=== DOCUMENT EXCERPT ===
This reminds me of something I heard once... that the first half of Portal (the video game) is basically a giant playable tutorial, and that a lot of video games start off with a tutorial disguised as gameplay, and that this is actually pretty pleasant.
The world's gotten pretty good at crafting tutorials disguised as gameplay. Could we do this with dev tools? Has anyone tried to make "VSCode: the game"?
Maybe "tip of the day" popups could be restructured as minigames?
Possible hurdles I can think of off the top of my head:
- a fancy tutorial probably runs into exactly what the author mentions on the next few lines: that adding more documentation doesn't fix things, because most people don't go to the documentation.
- In a game it's very easy to tune the tutorial to what you'll later encounter. A dev tool tutorial... every dev's needs are different. I imagine you'd have to structure it as a tutorial for "core functionality", plus separate tutorials for each extension.
- In the game context, I'm expecting to do certain actions repetitively. This has the side-effect of refining those skills. In a dev context, repetition is often considered a smell (though, I'd argue even in dev work we pick up a lot of little katas without thinking about it).
- Harping on repetition some more... what about the debugging tools that I only need to use once in a blue moon?
You might get a kick out of https://vim-adventures.com/ or https://cssgridgarden.com/ or http://www.flexboxdefense.com/
These are just off the top of my head - would love to see other examples.
I'm not trying to game SO for points. I'm trying to head off the fact that nobody reads docs, but will head straight to a web search.
On average I would say, this is because the average SO answer about some API call, is usually way better, than the average doc.
Is that why everyone loves SO? I've found it so hard to get questions answered on there. Most answers I find are just regurgitations of documentation, which is just annoying when you are asking about an obscure edge case.
Actually, it often does for me.
Good search is hard, and adding search to your docs, especially with some fuzziness like synonyms and common typos, is not trivial, unless you defer it to web search.
No, but something along that line. It is actually very hard, to do so in a consistent way, that is fun and useful.
Viewing it? No. You’re viewing the rendered source code when you load the page?
https://arstechnica.com/tech-policy/2021/10/missouri-gov-cal... is probably what was being referenced.
Never used it, but it looks pretty much like chrome dev tools, which might be, because they just copied it, when they forked chrome/webkit?
Well, why not copy what works, but is there anything edge dev tools are now doing better than chrome?
(there seems to be a connection possible to VS code, is that useful?)
No, this isn't "a technical PR blog post promoting Windows Edge". It is, as explained in the first sentence, a write-up of a presentation I've given at an event. It is on my personal blog that I've maintained since 2006 and very much my own message.
> This is a talk that I’ve given at CityJS this September. I am a principal product manager for developer tools in Microsoft Edge and these are things I encountered during working on the tools, documenting them and going through user feedback.
Microsoft Edge is a browser based on Chromium and we joined the project quite some time ago, fixing hundreds of bugs, making the developer tools themeable, localisable and accessible to assistive technology. All of these changes have been submitted back to the Chromium core, so that Chrome, Brave and all the other browsers based on the same open source project also benefited from that. We work closely with the Chrome team and share a lot of ideas and plans for the future of the Chromium platform.
We differentiate in the UX of the developer tools, much like all Chromium based browsers differentiate in the interface for the end user.

=== ROWS ===
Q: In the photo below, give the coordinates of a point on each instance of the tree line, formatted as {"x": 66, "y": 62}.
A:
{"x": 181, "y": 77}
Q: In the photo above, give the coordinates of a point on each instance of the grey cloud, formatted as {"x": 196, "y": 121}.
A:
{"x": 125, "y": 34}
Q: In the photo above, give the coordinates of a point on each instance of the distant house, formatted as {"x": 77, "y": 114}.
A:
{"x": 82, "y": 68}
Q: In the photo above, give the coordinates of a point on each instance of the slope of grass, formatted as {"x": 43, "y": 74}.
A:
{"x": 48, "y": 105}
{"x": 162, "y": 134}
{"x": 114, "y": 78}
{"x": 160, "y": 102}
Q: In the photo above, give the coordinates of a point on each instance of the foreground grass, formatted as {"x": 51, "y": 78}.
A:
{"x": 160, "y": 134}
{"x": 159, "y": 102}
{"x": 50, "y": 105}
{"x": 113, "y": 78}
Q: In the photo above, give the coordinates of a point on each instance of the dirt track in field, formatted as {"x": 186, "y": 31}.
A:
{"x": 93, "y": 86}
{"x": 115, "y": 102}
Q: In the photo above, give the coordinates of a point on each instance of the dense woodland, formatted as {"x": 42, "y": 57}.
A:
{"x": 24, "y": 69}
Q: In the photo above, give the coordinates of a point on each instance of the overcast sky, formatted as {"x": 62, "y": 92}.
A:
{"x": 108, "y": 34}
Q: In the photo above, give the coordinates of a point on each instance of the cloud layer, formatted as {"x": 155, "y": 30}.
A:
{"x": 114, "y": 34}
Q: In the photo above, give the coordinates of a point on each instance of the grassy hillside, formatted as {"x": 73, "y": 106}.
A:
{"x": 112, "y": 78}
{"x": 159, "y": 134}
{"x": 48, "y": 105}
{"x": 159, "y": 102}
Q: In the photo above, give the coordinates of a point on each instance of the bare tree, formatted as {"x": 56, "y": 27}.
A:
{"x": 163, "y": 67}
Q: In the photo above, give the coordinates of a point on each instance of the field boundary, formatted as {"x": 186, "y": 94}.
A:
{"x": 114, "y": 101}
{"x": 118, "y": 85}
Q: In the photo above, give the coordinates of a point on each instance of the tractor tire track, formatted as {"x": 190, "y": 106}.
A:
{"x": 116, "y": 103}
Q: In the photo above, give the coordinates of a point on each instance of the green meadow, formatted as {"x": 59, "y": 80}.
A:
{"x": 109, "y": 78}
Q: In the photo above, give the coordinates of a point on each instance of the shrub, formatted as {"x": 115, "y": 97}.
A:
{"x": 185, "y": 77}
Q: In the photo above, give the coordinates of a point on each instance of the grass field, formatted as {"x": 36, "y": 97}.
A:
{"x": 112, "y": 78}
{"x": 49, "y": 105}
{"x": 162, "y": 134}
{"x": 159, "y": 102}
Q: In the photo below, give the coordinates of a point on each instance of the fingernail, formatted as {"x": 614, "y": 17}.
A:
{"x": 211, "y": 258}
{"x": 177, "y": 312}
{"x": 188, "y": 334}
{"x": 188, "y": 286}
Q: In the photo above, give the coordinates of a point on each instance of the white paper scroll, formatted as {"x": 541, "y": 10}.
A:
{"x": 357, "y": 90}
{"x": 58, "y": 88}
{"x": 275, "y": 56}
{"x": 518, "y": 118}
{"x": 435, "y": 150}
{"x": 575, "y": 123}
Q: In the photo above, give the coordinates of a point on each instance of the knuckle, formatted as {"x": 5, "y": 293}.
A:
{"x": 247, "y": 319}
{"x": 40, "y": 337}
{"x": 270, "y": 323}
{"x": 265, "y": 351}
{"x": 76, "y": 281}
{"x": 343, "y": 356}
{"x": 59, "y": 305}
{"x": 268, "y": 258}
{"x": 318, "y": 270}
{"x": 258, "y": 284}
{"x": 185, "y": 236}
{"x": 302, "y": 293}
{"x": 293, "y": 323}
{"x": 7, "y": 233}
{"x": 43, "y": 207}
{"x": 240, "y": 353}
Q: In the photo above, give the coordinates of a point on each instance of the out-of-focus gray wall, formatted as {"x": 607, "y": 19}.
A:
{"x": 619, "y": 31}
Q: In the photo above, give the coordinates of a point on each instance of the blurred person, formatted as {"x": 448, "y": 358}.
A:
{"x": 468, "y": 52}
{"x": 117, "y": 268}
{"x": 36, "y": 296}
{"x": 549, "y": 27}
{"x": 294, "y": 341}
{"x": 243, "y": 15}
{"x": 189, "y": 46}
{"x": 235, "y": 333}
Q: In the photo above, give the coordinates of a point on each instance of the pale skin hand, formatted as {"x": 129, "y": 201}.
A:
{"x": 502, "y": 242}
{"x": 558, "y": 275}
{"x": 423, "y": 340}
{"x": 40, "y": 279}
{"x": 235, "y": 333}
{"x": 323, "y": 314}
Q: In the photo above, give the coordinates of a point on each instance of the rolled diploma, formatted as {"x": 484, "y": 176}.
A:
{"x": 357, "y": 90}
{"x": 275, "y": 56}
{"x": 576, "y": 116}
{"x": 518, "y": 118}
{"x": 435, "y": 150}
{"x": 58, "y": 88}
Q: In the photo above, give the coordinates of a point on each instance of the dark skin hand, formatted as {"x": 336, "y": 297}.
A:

=== PROBLEMS ===
(a) In the discussion of developer tools, where and when was the talk given?
(b) Rename "rolled diploma" to "rolled certificate" in the records, starting at the line containing "of the pale" and ending at the end of the records. Return only those lines, with nothing else changed.

=== ANSWERS FOR THE TASKS ===
(a) At CityJS, in September.

(b)
Q: In the photo above, give the coordinates of a point on each instance of the pale skin hand, formatted as {"x": 129, "y": 201}.
A:
{"x": 502, "y": 242}
{"x": 558, "y": 275}
{"x": 423, "y": 340}
{"x": 40, "y": 279}
{"x": 235, "y": 333}
{"x": 323, "y": 314}
Q: In the photo above, give the coordinates of a point on each instance of the rolled certificate, formatted as {"x": 484, "y": 176}.
A:
{"x": 357, "y": 90}
{"x": 275, "y": 56}
{"x": 576, "y": 116}
{"x": 518, "y": 118}
{"x": 435, "y": 150}
{"x": 58, "y": 88}
Q: In the photo above, give the coordinates of a point on each instance of the dark skin hand, formatted as {"x": 336, "y": 297}.
A:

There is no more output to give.